- INPUT FOR THIS TASK:
>>
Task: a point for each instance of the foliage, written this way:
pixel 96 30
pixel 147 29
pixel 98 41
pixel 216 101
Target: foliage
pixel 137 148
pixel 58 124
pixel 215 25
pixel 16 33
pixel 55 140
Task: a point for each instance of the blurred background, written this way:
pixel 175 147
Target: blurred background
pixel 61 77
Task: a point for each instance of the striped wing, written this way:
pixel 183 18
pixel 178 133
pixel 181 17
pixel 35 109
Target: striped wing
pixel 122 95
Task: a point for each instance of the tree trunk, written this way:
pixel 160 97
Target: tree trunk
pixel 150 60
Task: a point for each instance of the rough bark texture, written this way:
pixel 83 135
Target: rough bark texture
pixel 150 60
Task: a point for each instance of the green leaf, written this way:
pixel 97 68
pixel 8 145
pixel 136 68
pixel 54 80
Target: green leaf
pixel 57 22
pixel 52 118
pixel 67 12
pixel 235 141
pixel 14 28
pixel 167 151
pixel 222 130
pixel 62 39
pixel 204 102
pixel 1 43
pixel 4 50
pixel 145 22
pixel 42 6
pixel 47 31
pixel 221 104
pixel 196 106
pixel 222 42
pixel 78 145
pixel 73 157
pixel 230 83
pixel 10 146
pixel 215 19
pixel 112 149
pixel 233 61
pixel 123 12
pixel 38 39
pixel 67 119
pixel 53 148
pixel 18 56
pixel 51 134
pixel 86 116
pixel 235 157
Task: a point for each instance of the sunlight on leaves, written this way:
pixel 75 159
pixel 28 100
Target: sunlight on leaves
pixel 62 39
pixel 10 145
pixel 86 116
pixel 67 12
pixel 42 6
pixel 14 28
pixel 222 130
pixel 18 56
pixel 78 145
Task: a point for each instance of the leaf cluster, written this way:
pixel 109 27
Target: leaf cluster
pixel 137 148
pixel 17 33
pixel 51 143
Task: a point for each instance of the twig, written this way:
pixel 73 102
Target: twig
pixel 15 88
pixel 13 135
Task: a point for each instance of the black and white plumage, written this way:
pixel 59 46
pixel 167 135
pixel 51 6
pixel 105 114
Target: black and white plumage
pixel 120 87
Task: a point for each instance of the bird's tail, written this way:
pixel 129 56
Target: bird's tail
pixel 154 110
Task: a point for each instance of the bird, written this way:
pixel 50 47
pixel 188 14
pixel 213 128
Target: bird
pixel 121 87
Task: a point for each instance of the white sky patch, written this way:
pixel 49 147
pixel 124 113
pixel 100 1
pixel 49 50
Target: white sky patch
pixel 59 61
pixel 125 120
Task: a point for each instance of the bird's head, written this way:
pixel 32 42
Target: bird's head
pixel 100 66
<<
>>
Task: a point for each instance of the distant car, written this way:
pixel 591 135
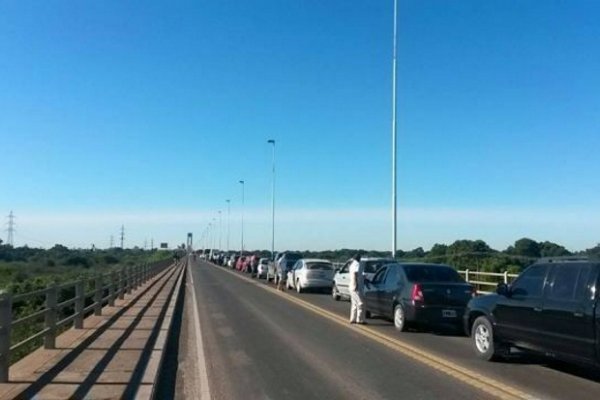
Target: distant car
<<
- GIVEN PROBLEM: Gather every line from the records above that contains the string "bark", and copy each one out in full.

- COMPLETE OUTPUT:
Task: a point for each instance of the rough bark texture, written this way:
Target: rough bark texture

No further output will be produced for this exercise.